Task
Turn the items from the line with "Target: trampoline safety net" through the end into a Markdown table with columns Row and Item line. Number each line and leave out blank lines.

Provided records
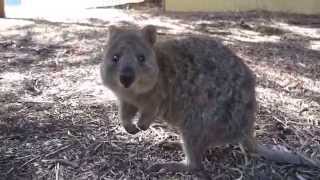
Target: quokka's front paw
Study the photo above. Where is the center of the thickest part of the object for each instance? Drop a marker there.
(131, 128)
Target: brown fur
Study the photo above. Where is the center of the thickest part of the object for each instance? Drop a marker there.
(195, 84)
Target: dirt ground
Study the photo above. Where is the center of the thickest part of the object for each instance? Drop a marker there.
(57, 121)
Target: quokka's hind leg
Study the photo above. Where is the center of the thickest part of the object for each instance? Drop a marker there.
(194, 146)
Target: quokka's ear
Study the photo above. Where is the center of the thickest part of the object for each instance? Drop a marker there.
(150, 33)
(113, 30)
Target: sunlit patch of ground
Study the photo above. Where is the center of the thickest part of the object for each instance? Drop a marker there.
(57, 120)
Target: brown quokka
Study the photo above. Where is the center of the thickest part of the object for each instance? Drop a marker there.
(195, 84)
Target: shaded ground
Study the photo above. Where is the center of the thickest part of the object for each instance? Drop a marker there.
(58, 122)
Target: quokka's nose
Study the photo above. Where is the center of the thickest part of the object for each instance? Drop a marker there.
(127, 77)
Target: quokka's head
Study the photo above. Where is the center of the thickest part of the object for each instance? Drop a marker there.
(129, 63)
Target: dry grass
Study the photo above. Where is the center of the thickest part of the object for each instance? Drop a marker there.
(58, 122)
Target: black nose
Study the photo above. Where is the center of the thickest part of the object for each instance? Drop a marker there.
(126, 77)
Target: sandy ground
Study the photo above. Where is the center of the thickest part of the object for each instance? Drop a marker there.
(57, 121)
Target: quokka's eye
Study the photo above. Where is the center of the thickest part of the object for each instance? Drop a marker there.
(141, 58)
(115, 58)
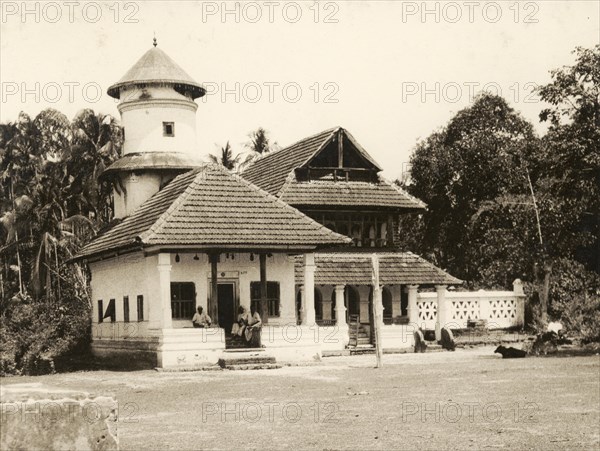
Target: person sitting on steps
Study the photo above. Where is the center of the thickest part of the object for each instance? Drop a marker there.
(240, 325)
(252, 332)
(200, 319)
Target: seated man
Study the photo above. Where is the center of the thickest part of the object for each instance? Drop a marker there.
(201, 319)
(238, 327)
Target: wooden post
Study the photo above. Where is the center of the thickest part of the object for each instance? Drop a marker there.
(264, 306)
(213, 306)
(341, 151)
(377, 310)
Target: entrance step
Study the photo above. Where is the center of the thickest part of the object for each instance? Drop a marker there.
(360, 350)
(434, 347)
(239, 359)
(253, 366)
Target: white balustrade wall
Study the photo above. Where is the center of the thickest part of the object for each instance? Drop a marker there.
(500, 309)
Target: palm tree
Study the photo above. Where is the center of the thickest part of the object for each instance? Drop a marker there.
(259, 141)
(97, 141)
(259, 144)
(226, 159)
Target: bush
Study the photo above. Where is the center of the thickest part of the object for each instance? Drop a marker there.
(34, 333)
(575, 299)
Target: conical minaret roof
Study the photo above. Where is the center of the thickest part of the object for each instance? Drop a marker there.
(156, 67)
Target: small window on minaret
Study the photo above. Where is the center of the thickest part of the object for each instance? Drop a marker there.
(168, 129)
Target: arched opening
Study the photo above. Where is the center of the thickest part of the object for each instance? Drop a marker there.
(404, 302)
(386, 297)
(353, 301)
(318, 305)
(299, 307)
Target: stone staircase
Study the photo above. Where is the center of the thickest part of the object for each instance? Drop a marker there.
(359, 339)
(247, 359)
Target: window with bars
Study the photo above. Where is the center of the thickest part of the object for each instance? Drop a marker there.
(169, 129)
(140, 307)
(126, 309)
(183, 300)
(272, 297)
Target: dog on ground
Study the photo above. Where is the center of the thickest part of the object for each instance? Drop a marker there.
(510, 353)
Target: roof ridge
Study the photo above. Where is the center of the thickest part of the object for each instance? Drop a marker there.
(276, 152)
(362, 150)
(153, 230)
(292, 174)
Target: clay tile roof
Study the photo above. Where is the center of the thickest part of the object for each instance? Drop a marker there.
(274, 172)
(211, 208)
(356, 268)
(155, 66)
(324, 192)
(270, 171)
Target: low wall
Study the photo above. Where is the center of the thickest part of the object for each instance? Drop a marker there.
(167, 348)
(38, 417)
(397, 336)
(500, 309)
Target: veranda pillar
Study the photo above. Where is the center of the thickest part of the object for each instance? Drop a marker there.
(413, 308)
(442, 311)
(164, 276)
(308, 303)
(264, 304)
(213, 302)
(340, 314)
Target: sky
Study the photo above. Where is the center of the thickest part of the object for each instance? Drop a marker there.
(389, 72)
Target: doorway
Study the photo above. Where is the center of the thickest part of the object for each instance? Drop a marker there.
(226, 305)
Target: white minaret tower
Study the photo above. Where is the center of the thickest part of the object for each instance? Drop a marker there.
(158, 115)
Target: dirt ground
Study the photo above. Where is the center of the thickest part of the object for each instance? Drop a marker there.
(468, 399)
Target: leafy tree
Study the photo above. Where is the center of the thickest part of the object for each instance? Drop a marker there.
(478, 157)
(50, 204)
(572, 146)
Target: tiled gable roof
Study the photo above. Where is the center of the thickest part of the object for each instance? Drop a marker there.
(342, 193)
(356, 269)
(210, 207)
(271, 171)
(274, 172)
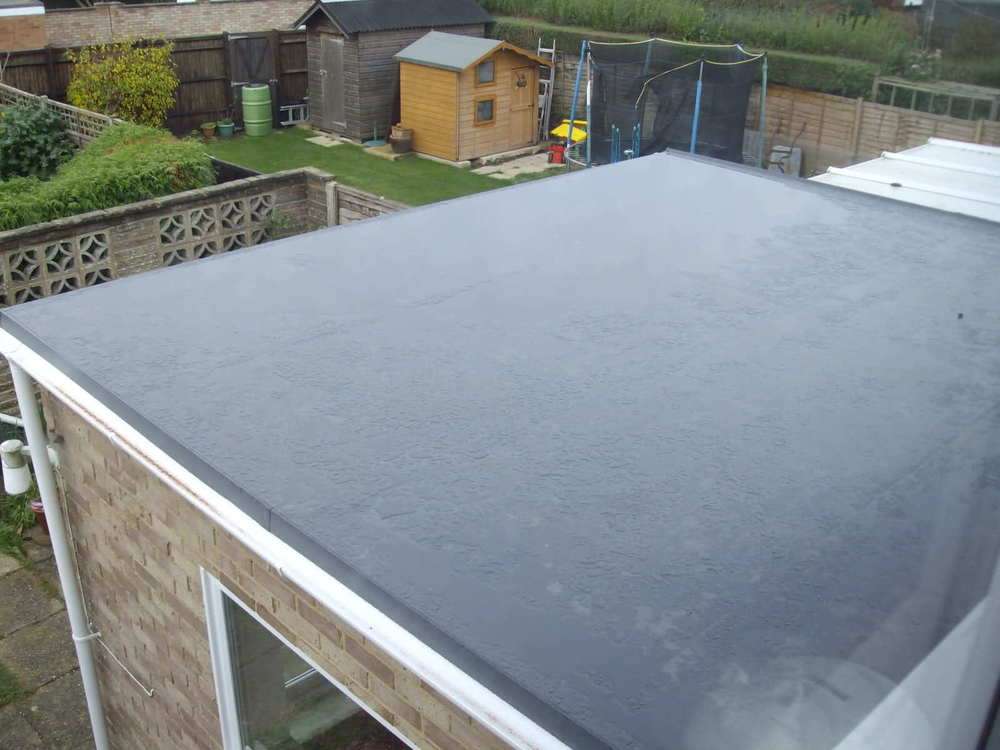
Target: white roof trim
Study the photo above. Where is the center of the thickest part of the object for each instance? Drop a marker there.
(485, 707)
(23, 10)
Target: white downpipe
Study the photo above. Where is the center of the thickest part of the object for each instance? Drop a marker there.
(8, 419)
(79, 627)
(466, 693)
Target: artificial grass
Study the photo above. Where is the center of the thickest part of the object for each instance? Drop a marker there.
(412, 180)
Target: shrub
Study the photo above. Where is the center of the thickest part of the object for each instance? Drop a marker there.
(135, 81)
(127, 163)
(33, 141)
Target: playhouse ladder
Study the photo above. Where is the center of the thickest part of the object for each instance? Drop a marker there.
(546, 81)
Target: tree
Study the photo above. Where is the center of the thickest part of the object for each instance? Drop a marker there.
(133, 80)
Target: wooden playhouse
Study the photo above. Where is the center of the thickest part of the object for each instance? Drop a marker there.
(464, 97)
(353, 78)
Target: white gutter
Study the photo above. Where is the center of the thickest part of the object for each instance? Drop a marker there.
(486, 708)
(26, 10)
(949, 165)
(79, 627)
(964, 146)
(894, 182)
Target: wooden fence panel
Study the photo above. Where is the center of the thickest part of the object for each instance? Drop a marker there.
(204, 91)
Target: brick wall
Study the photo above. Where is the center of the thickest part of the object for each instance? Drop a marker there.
(22, 32)
(139, 547)
(107, 22)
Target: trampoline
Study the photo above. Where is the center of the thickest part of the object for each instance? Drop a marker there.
(645, 97)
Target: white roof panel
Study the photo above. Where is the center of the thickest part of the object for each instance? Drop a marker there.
(948, 175)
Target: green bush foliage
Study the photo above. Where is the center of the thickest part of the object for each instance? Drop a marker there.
(133, 80)
(127, 163)
(33, 141)
(856, 30)
(831, 75)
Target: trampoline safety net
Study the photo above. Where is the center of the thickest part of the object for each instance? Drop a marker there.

Result of this task
| Row | Item line |
|---|---|
| 1 | Target: trampoline safety net |
| 2 | Study the photo above. Where is the center of the thickest part of the object for each instance? Drop a marker there. |